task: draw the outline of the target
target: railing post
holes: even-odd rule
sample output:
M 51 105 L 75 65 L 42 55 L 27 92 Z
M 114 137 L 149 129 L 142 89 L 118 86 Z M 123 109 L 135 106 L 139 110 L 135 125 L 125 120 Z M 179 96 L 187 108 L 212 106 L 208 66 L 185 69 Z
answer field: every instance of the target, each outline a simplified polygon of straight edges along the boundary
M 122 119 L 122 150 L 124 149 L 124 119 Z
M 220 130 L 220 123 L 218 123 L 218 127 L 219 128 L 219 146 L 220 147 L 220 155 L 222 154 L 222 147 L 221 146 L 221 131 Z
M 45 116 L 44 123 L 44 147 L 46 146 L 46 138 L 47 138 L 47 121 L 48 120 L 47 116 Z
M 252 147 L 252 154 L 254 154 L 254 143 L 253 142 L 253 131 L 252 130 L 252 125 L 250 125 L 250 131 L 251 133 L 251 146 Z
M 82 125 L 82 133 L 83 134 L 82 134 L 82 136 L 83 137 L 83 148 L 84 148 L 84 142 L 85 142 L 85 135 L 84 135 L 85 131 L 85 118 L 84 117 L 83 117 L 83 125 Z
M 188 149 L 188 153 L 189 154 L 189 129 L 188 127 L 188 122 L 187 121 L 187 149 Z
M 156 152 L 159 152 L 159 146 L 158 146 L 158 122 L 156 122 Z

__EXERCISE DESCRIPTION__: Scale the entries from the first line through the line with "M 82 125 L 82", writing out every line in that range, not only the answers. In the answer outlines alone, multiply each coordinate by 0.45 and round it to a whole number, with halves rounding up. Keep every other line unchanged and give nothing past that line.

__SOLUTION TO THIS TASK__:
task: draw the outline of the target
target: railing post
holes: even-odd rule
sample output:
M 51 105 L 75 65 L 42 55 L 27 92 Z
M 114 137 L 149 129 L 142 89 L 118 86 Z M 123 109 L 135 106 L 139 110 L 135 125 L 125 120 Z M 179 96 L 187 108 L 212 106 L 208 66 L 185 69 Z
answer field: every instance of the target, each outline a simplified polygon of straight edges along the boundary
M 55 54 L 55 68 L 56 67 L 56 54 Z
M 99 59 L 99 55 L 98 55 L 98 57 L 99 58 L 99 66 L 99 66 L 99 70 L 100 69 L 100 66 L 99 66 L 99 59 Z
M 20 52 L 20 55 L 20 66 L 21 66 L 21 62 L 21 62 L 21 54 L 22 54 L 21 52 Z
M 113 66 L 113 69 L 114 69 L 114 64 L 114 64 L 114 59 L 113 59 L 113 56 L 113 56 L 113 59 L 113 60 L 113 66 Z
M 37 56 L 37 60 L 37 60 L 37 60 L 37 61 L 37 62 L 37 67 L 38 67 L 38 64 L 38 64 L 38 61 L 38 61 L 38 59 L 38 53 L 38 53 L 37 53 L 37 56 Z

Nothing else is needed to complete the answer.